Document passage:
Levinas makes the profound point that Being, chained to the body is likewise chained to itself. The idea that the attunement towards death either marks an escape from the finitude of being or that the very desire to ‘get out’ of one-self is somehow to escape the limitations of the self (both ideas directed towards a living beyond, as I understand it) fundamentally misses the point. Levinas points out that because Being is embodied being or ‘being-as-body,’ it is the case that the desire to escape or to get out is precisely a desire to not be one’s self; not some perfected version of self, not an authentic version of self, but rather, for Being, being is precisely a desire to be anything but oneself.

Notably, this philosophical ambivalence towards some idea that death signals some transition to a life beyond this one resonates with the commonly held Jewish position that religion is not purposed for a life beyond this one; that whether or not the soul survives this life is not relevant to any notion of ethics. Unlike Spinoza whose philosophy depends crucially on the belief that in some capacity the soul is eternal, Levinas insists that it is unimportant, and that ethics – if ethics is somehow or another construed as a way towards a good life – is about making do with what we have and what we are, not with what we might have or what we could be. And, to reiterate, what we have and what we are is this body and this Being that so desperately wants to flee itself. Being, for Levinas, as Simon Critchley illuminates, is tragedy. Just like Kant who recognized that Reason fatally pursues what it can’t have, but yet cannot help but do just that, Levinas maintains that Being – human beings, ourselves – desire an escape from being we fundamentally cannot have. It is no wonder that Levinas in his later writings finds himself using an ethical language that closely resembles the language of Leviticus and the priestly office of sacrifice in the old testament. For Levinas, Judaism understands something that Western philosophy in the trappings of European Christianity just cannot wrap its head around, namely the fatality of Being and the particular situation that humanity finds itself in: one of vulnerability.

Entries on locating named things
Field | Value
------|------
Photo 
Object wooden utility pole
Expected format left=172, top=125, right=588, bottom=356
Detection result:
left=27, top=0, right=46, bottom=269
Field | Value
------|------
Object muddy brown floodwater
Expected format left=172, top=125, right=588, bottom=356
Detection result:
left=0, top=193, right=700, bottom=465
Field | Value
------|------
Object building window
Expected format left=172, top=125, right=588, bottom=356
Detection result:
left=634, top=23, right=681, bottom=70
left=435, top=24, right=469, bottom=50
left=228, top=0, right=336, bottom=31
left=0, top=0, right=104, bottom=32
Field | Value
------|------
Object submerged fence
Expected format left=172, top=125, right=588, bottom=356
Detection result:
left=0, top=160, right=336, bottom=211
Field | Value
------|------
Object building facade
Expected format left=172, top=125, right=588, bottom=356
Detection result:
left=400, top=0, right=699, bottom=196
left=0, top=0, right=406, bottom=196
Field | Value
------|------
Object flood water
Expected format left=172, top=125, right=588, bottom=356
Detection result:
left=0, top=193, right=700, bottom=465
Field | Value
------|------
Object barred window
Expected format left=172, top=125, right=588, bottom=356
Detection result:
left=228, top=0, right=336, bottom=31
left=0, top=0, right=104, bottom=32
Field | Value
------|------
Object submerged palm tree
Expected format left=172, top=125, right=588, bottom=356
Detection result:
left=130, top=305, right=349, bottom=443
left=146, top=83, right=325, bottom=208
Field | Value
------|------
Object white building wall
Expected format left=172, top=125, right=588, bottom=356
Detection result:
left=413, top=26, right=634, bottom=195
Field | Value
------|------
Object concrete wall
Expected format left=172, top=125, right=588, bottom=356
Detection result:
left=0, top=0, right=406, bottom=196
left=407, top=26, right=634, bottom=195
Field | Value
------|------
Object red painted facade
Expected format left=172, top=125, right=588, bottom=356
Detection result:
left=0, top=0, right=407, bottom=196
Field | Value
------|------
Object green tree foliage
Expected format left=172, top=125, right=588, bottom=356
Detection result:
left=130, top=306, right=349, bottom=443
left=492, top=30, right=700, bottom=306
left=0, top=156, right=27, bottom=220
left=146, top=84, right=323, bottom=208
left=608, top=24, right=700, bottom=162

Requests:
1. Summarize the passage on Levinas in two sentences.
2. Pick up the passage on Levinas after its final sentence and continue it.

Replies:
1. Levinas holds that Being, chained to the body, is chained to itself, so the desire to escape is a desire to be anything but oneself rather than a wish for a better or more authentic self. Echoing the Jewish position that religion is not purposed for a life beyond this one, he treats ethics as making do with what we have and are, and he sees Being as a tragedy marked by vulnerability.

2.
This is why Levinas develops an ethics that uses the language of substitution, expiation, election, escape, and sacrifice. His ethics is deeply entrenched in a Jewish philosophy that understands that in order to escape the finitude of being, to pursue a happy life, one needs the necessity of escape, even if it is impossible. To become the scapegoat and carry the sacrificial burden appears to Levinas to be the only truly ethical thing to do. It is this pessimism that makes Levinas perhaps so relevant to the sentiments which emerge from the failures of modernity and Christian Europe’s enlightenment. We find, unfortunately, that we are not creatures that can achieve freedom, and we are not already free. Yet it is freedom that we need. 

It is pessimism that drives Levinas’ almost martyrological account of the ethical life; that we are elected by the Other as the Jews were chosen by God, and it is this relationship with alterity and its vulnerability which signifies the primacy and inescapability of our obligation towards the Other. Yet, it is of duty in responsibility to the Other which subjects us, that makes us ethical subjects, and it is for the need of the Other that Levinas finds the source of an ethical necessity.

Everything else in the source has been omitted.